◆ **Short task**:
Transcribe the material in full, exactly as written.

----

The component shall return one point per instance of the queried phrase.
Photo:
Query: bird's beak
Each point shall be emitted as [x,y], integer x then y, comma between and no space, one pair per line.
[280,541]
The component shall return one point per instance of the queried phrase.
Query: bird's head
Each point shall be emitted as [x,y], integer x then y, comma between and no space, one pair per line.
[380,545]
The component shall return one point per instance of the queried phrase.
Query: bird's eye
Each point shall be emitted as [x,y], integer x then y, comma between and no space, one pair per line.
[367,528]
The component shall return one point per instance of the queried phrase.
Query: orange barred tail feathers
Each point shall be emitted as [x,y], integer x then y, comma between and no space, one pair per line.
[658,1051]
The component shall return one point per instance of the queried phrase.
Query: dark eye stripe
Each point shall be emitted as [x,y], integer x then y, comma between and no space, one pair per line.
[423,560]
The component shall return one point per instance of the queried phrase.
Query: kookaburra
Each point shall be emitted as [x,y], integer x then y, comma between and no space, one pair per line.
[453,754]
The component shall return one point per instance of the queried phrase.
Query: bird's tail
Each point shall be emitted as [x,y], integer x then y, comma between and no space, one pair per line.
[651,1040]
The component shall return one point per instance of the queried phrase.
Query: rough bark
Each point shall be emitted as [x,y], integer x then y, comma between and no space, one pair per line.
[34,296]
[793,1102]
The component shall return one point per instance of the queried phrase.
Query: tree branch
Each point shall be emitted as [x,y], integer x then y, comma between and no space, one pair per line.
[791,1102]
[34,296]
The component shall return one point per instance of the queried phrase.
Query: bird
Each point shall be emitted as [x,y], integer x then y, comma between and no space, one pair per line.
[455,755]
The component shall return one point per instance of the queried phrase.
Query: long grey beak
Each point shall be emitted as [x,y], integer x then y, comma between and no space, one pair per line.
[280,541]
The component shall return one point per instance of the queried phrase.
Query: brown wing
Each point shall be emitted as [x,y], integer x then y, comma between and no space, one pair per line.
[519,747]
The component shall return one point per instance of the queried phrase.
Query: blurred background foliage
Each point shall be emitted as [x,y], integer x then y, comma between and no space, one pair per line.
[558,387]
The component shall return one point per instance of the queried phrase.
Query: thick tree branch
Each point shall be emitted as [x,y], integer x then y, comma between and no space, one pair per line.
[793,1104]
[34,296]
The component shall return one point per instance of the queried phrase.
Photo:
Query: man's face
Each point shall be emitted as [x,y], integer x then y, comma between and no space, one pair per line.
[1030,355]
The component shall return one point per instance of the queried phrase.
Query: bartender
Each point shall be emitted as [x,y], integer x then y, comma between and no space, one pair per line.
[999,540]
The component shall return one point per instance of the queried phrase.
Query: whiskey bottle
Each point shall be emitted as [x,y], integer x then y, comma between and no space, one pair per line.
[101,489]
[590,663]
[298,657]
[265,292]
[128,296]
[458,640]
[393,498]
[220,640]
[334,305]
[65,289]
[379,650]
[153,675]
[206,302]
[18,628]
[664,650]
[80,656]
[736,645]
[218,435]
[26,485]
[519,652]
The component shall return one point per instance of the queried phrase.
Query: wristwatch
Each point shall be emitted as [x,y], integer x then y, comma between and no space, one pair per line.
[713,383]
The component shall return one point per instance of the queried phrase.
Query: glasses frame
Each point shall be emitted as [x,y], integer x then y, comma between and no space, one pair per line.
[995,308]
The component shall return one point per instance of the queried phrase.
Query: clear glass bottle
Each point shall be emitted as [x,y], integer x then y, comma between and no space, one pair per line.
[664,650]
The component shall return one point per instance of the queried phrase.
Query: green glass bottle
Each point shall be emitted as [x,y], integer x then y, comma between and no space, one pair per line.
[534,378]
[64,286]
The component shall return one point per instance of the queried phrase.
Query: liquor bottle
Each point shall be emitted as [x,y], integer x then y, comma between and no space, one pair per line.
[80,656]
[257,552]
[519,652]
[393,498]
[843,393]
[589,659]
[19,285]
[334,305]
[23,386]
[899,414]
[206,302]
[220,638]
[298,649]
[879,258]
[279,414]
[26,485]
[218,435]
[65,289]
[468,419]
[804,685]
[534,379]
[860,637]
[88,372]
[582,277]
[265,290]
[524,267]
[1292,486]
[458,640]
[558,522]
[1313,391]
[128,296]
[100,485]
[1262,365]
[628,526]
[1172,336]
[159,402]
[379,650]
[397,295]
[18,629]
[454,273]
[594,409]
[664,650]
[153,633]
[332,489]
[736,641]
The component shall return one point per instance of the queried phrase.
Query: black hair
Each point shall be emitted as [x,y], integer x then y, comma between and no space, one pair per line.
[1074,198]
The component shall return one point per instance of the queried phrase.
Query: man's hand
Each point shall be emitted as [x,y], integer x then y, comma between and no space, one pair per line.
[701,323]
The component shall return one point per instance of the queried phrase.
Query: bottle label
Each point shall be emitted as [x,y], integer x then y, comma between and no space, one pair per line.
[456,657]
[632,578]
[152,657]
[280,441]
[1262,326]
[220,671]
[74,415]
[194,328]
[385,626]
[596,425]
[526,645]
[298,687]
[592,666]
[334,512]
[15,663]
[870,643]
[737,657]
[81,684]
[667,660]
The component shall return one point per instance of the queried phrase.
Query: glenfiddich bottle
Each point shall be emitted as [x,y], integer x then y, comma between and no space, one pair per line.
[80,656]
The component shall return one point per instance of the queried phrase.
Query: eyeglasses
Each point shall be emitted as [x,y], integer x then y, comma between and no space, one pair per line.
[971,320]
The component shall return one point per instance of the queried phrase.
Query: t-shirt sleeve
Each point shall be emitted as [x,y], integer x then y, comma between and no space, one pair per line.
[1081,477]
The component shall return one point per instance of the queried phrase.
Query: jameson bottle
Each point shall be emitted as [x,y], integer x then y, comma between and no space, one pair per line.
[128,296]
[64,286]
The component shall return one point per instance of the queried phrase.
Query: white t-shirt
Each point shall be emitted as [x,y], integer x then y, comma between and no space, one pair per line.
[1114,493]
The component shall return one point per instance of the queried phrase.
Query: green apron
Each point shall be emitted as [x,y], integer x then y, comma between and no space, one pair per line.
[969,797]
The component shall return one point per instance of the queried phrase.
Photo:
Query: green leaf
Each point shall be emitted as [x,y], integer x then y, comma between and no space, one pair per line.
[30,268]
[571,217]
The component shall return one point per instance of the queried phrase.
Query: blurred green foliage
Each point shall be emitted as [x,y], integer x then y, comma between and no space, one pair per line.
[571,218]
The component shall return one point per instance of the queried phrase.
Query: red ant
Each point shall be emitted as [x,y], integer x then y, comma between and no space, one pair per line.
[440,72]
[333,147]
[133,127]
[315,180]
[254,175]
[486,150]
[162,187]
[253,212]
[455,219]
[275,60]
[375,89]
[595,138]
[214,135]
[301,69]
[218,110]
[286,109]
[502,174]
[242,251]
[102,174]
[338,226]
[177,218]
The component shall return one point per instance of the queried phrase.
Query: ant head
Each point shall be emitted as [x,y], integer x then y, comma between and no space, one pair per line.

----

◆ **Response to the task**:
The component shall return one point per instance of the queried phrase.
Photo:
Query: bird's beak
Each point shall be emitted as [x,y], integer x then y, comma between and no space, one pair per line.
[280,541]
The component shall return one point per instance of the queried phrase.
Query: bird's head
Each point shall be emitted as [x,y], integer x then y, comma between and no space, one pair per line.
[380,545]
The component shall return one point per instance of the queried phrase.
Query: bird's eye
Each point shall be emitted as [x,y], integer x then y, comma between and no space, one pair per line.
[367,528]
The component shall return one point per instance of the queried phrase.
Query: orange barred tail feathers
Each point shall be emitted as [x,y], integer x then y, comma between and no space, one pair per line.
[658,1051]
The component shall return one point per instance of the queried phrase.
Query: dark eye stripe
Each point shall be emitted as [x,y], integer x then y, comma between and no space, one pair per line.
[423,560]
The component shall return one point per instance of the queried phrase.
Query: kookaburra
Each point shall be emitted as [x,y], integer x then y, comma between and no space, one pair per line.
[453,754]
The component shall return one point per instance of the queried phrase.
Query: bird's tail
Each point shall be emitted as [x,y], integer x then y, comma between and no space, one pair per line.
[651,1040]
The component shall return one point per instance of the queried phrase.
Query: rough bark
Each point shall be emitted as [x,y], integer x then y, comma between and no space, one pair per line.
[34,296]
[793,1102]
The component shall return one point per instance of the queried phrase.
Query: tree branch
Each point shall be emitted as [x,y], integer x then y, comma between and no space, one pair per line.
[791,1102]
[34,296]
The component shall return one point per instance of the queried phrase.
Query: bird
Each point shall be emitted as [x,y], integer x then y, comma between and no space, one pair per line.
[455,755]
The component shall return one point per instance of the queried phrase.
Query: long grey beak
Each point shall be emitted as [x,y], integer x then y, comma between and no space, one pair per line.
[280,541]
The component shall return one point per instance of the queried phrase.
Query: brown wing
Each point shall be emitted as [x,y], integer x then y, comma between and no space, one pair per line.
[519,747]
The component shall return one point per instance of the queried phrase.
Query: blurred background foliage
Each point shall be emitted as [x,y], integer x then y, comma between and no space, one pair per line.
[558,387]
The component shall return one point per instance of the queried phrase.
Query: thick tree branch
Each point shall be emitted as [x,y], integer x then y, comma between and no space, one pair per line.
[793,1104]
[34,296]
The component shall return one point per instance of the queried phrase.
Photo:
Query: man's face
Each point shall be emitted as [x,y], integer x then y, comma between and no space, one pair per line.
[1030,355]
The component shall return one point per instance of the queried phrase.
Query: bartender
Each point shall be emitted as [x,y], integer x then y, comma between and no space, one pair per line.
[999,540]
The component shall return one point per instance of the queried phrase.
Query: whiskey bottle
Each point shall be emitted as [x,y], integer x then y, comma between and no space, one pair per line.
[101,489]
[590,663]
[298,657]
[265,292]
[128,296]
[458,640]
[393,498]
[220,640]
[334,305]
[65,289]
[379,650]
[153,675]
[206,302]
[18,628]
[664,650]
[80,656]
[736,645]
[218,435]
[26,485]
[519,652]
The component shall return one point per instance of the queried phrase.
Query: wristwatch
Each point shall be emitted as [x,y], integer x then y, comma between and no space, one pair per line.
[713,383]
The component shall return one point per instance of the queried phrase.
Query: glasses frame
Each point shall be emitted as [x,y], integer x then y, comma between and no space, one pair per line.
[995,308]
The component shall return one point per instance of the queried phrase.
Query: clear glass bottle
Each point shall be emitted as [x,y], integer x then y, comma between and no space, one pair per line.
[664,650]
The component shall return one point per instance of the queried phrase.
Query: green glass bottle
Each point shall be emitted as [x,y], integer x then y, comma between and no space, one pair per line.
[534,378]
[64,286]
The component shall return one point per instance of the queried phrase.
Query: liquor bottle
Each point shall be emitted as [x,y], integer x then y, comma between and no space, one pair per line.
[80,656]
[257,552]
[519,652]
[393,498]
[843,393]
[589,659]
[19,285]
[334,305]
[23,386]
[899,414]
[206,302]
[220,638]
[298,649]
[879,258]
[279,414]
[26,485]
[218,435]
[65,289]
[468,419]
[804,685]
[534,379]
[860,637]
[88,372]
[582,277]
[265,290]
[524,267]
[1292,486]
[458,640]
[558,522]
[1313,391]
[128,296]
[100,485]
[1262,365]
[628,526]
[1172,336]
[159,402]
[379,650]
[397,295]
[18,629]
[454,273]
[594,409]
[664,650]
[153,633]
[332,489]
[736,641]
The component shall return one point per instance of the queried phrase.
Query: black hair
Each point shall be emitted as [x,y], integer x then y, comma between and no space, one pair per line.
[1074,198]
The component shall return one point per instance of the queried phrase.
Query: man's hand
Each point shall be emitted as [x,y], integer x then y, comma between and no space, one pair per line.
[701,323]
The component shall return one point per instance of the queried phrase.
Query: bottle label
Each point shall be emitted as [x,y], integer x then y, comma between and no space, one pair per line.
[456,657]
[632,578]
[152,657]
[280,441]
[1262,326]
[220,671]
[74,415]
[194,328]
[385,626]
[596,425]
[526,645]
[298,687]
[592,666]
[334,512]
[15,663]
[870,643]
[737,657]
[81,684]
[667,660]
The component shall return one point per instance of the queried phrase.
Query: glenfiddich bottle
Each point shall be emitted as [x,y], integer x then y, comma between and no space, one pair per line.
[80,656]
The component shall return one point per instance of the queried phrase.
Query: eyeglasses
Each point shall be emitted as [x,y], integer x then y, comma between and no space, one pair per line.
[971,320]
The component shall return one point per instance of the queried phrase.
Query: t-shirt sleeve
Each point shall be emitted as [x,y], integer x then y, comma between and no space, one pair per line.
[1081,477]
The component shall return one point per instance of the queried phrase.
Query: jameson bottle
Each point shall be emitted as [x,y], integer x then y, comma between and no space, one pair per line.
[128,296]
[64,286]
The component shall return one point per instance of the queried phrase.
Query: white t-shirt
Each point shall be emitted as [x,y], integer x then y, comma between and no space, one pair per line.
[1114,493]
The component shall return one point per instance of the queried phrase.
Query: green apron
Each point shall be emitted as [x,y], integer x then y, comma between and no space, one pair per line.
[969,797]
The component shall return one point per instance of the queried phrase.
Photo:
Query: green leaf
Each point shall be emitted as [x,y], integer x then y, comma between and no space, one pair per line.
[30,268]
[571,217]
The component shall return one point per instance of the queried phrase.
Query: blurred green foliage
Each point shall be emitted as [x,y], integer x then y, comma between and no space, one pair per line.
[571,218]
The component shall return one point per instance of the queried phrase.
Query: red ant
Each point shall be emitted as [x,y], integer x then y, comma between and no space, one pair per line.
[440,72]
[333,147]
[133,127]
[315,180]
[254,175]
[486,150]
[162,187]
[253,212]
[455,219]
[275,60]
[375,89]
[595,138]
[214,135]
[301,69]
[218,110]
[286,109]
[502,174]
[242,251]
[102,174]
[338,226]
[177,218]
The component shall return one point per instance of the queried phrase.
Query: ant head
Each point shall be emitted as [x,y], integer x then y, comma between and no space, one pair per line.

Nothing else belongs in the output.